WHAT IS BEING ASKED - Extend the page below about the fungus Lichenopeltella coppinsii, picking up after its final sentence.

PAGE EXCERPT -
Lichenopeltella coppinsii

Scientific classification
- Kingdom: Fungi
- Division: Ascomycota
- Class: Dothideomycetes
- Order: Microthyriales
- Family: Microthyriaceae
- Genus: Lichenopeltella
- Species: L. coppinsii
- Binomial name: Lichenopeltella coppinsii Earl.-Benn. & D.Hawksw. (1999)
- Synonyms: Lichenopeltella coppinsii Höhn.;

= Lichenopeltella coppinsii =

- Authority: Earl.-Benn. & D.Hawksw. (1999)
- Synonyms: Lichenopeltella coppinsii

Species of fungus

Lichenopeltella coppinsii is a species of lichenicolous fungus belonging to the class Dothideomycetes. It is known to infect the rock-dwelling crustose lichen Verrucaria muralis. The fungus has been reported from the British Isles, Ukraine, and Moshchny Island in the Baltic sea.

STUDY MATERIAL -
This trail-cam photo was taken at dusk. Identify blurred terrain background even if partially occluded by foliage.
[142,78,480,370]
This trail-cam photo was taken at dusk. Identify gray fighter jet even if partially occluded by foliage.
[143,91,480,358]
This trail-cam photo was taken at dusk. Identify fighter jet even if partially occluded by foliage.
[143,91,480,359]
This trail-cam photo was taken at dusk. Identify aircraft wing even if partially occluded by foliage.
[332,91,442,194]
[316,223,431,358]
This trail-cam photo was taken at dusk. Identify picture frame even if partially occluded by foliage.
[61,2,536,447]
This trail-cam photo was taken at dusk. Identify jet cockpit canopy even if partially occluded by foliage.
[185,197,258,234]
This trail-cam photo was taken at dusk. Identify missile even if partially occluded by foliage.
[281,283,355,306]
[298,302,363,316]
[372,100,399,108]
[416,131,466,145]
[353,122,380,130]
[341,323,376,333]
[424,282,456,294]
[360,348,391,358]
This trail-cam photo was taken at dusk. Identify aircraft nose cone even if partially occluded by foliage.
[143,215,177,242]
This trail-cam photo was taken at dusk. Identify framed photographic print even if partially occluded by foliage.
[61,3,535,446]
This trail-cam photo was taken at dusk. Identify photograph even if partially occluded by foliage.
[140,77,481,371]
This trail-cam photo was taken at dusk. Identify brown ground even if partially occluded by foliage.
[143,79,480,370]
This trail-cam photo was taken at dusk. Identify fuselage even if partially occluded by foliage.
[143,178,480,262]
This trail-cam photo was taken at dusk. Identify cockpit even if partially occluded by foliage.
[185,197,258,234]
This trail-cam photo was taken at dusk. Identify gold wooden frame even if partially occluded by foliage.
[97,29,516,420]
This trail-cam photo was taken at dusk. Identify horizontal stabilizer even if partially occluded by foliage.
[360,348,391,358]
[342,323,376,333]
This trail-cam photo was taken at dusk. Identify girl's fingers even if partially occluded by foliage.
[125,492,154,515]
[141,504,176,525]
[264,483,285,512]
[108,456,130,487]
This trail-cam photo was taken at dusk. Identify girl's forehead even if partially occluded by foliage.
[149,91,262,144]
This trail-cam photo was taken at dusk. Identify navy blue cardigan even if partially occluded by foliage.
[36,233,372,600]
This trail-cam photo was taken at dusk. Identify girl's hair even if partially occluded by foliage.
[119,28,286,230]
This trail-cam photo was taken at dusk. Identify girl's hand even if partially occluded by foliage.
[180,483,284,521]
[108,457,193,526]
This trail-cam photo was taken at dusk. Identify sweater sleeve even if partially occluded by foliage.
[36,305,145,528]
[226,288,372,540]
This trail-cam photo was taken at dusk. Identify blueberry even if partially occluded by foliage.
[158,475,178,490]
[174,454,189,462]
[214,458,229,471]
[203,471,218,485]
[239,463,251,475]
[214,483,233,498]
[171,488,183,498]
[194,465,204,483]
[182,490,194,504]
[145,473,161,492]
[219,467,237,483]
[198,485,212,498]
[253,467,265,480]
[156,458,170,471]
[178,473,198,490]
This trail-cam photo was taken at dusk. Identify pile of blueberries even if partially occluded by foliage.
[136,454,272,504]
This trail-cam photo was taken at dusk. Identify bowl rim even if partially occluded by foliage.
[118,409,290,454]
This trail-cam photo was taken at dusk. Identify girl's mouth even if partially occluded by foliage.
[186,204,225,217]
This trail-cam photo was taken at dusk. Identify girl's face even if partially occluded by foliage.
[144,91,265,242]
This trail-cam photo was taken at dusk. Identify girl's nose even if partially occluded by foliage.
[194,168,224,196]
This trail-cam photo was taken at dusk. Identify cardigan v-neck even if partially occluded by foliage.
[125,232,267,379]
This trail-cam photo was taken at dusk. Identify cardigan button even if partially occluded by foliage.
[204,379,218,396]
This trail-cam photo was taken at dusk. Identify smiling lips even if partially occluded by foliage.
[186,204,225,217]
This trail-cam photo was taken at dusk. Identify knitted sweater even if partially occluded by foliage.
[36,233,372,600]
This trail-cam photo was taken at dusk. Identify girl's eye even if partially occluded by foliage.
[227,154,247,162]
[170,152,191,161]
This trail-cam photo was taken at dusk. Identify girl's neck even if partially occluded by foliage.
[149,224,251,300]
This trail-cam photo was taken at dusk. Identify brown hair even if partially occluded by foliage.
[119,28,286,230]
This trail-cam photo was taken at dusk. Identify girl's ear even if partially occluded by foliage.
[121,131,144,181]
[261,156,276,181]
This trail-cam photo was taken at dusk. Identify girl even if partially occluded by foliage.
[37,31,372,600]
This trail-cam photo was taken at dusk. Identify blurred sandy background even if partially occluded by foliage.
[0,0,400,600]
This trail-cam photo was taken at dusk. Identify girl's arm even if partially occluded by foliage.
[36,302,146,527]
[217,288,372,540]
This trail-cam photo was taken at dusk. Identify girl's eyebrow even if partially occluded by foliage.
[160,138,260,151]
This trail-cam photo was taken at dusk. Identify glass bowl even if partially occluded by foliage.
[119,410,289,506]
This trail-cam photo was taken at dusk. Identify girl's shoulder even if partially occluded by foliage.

RESPONSE AREA -
==Taxonomy==

The fungus was described in 1999 by Peter Michael Earland-Bennett and David L. Hawksworth, who named it in honour of the lichenologist Brian J. Coppins for his contributions to the study of lichens and lichenicolous fungi. When L. coppinsii was described, it became the third species of Lichenopeltella formally reported from Great Britain and Ireland, following L. cetrariicola (which grows on Cetraria islandica) and L. peltigericola (which grows on Peltigera species).

==Description==

The fungus produces small, black, disc-shaped fruiting bodies called ascomatathat are visible on the surface of its host lichen. These ascomata measure about 100–125 micrometres (μm) in diameter and have a distinctive structure with a dark red-brown upper plate composed of thickened cells arranged in radiating rows. The ascomata lack setae (hair-like structures) around their opening (ostiole).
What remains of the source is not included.